__What needs to be done__: Write the next several paragraphs of the news piece below on Zillow's deal to acquire Trulia, picking up right after its final sentence.

---------- Selected extract

As Zillow moves forward on its agreement to acquire archrival Trulia for $3.5 billion in stock, speculation about what changes the merger might bring grows.

The most pressing questions include:

  • Will Zillow and Trulia remain content to continue providing leads and lead management tools to agents, or are they out to “disrupt” MLSs, franchisors and brokerages?
  • Will “Zulia” use its market power to raise prices?
  • Will large franchise brands and brokerages use their clout to negotiate volume-based discounts with the new giant that independents can’t match?
  • What does the combination of the two biggest real estate portals portend for the No. 3 listings website, realtor.com?

Despite its clear leadership among national real estate search portals in capturing consumer traffic, Zillow is still beholden to brokers for listings, said Howard “Hoby” Hanna, president of the Midwest region of brokerage giant Howard Hanna Real Estate Services. “Without our listings, they can’t make money.”

That leverage will likely put the brakes on Zillow raising prices too high, Hanna said — a topic of considerable interest since last fall, when Zillow CEO Spencer Rascoff talked about the possibility that agents will someday be willing to pay as much for highly qualified leads as they do for referrals.

“We think that agents will view online impression-based advertising in the same way they have traditionally viewed lead referral economics, which is to say that they’re willing to pay up to 40 percent of their commission to the channel that provides them with a customer,” Rascoff said at the time.

Howard Hanna advertises its listings on both Zillow and realtor.com to place its listing agents exclusively on their listings. Trulia would not remove advertising for services that competed with Howard Hanna’s, so the brokerage opted not to advertise on the portal, Hanna said.

“We can’t allow this consolidation pricing model to increase pricing for brokers and agents,” Hanna said.

“The portals have to remember it’s our listing, it’s our data,” Hanna said. “They’ll have to be careful about how they communicate changes,” he said.

“I think that the potential for increased pricing is there,” said Art Carter, CEO of the California Regional MLS. “Looking at the financial performance of Zillow and Trulia, if they are truly intent on keeping both brands, they’re not cutting much in the way of costs” and therefore seem to be going after “a greater amount of the commission pot.”

You do that by “either increasing pricing or the market share of the advertising dollar out there,” Carter said. “I think that’s got to be the motivating factor. This isn’t an expense-driven merger — this is a revenue-driven merger. This is a smart move if you’re sitting in the Zillow CEO chair.”

--------------------
---------- Raw data

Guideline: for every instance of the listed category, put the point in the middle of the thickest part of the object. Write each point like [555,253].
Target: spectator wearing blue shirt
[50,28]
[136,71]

--------------------

__Answer to the task__:
Could a merged Zillow and Trulia go further, and disrupt the traditional real estate model?

“If we don’t provide the vision and related tools for our real estate professionals, Zillow will,” said Pacific Union International CEO Mark McLaughlin in an Inman News guest post. McLaughlin noted that Zillow “is holding the equivalent of a franchise-style convention” in Las Vegas this fall for agents who pay to advertise themselves on the site.

Even though technology is changing every day, Hanna said brokers and agents live at the heart of traditional real estate’s value proposition — building relationships, negotiating deals and marketing properties. That’s not going to change.

A spokeswoman for the National Association of Realtors offered a similar assessment. NAR’s consumer website, realtor.com, is operated by Move Inc. and ranks third behind Zillow and Trulia in terms of popularity.

“Realtors are still integral to the process of buying and selling a home,” NAR spokeswoman Sara Wiskerchen said in an emailed statement. “This proposed merger doesn’t change anything about the Realtor value proposition, and NAR remains committed to promoting and supporting the Realtor brand and Realtor value proposition to consumers.”

Joseph Rand, a managing partner of Better Homes and Gardens Rand Realty in New York and New Jersey, thinks of Zillow as an advertising channel.

“A really great one, to be sure. But it’s just an advertising channel,” Rand said in an Inman News guest column. “And unlike newsprint advertising, where you had only one major paper in town, the Internet is lousy right now with startups that are trying to become the Zillow alternative. And all of them are about to move up one slot in the rankings” with the merger of Zillow and Trulia.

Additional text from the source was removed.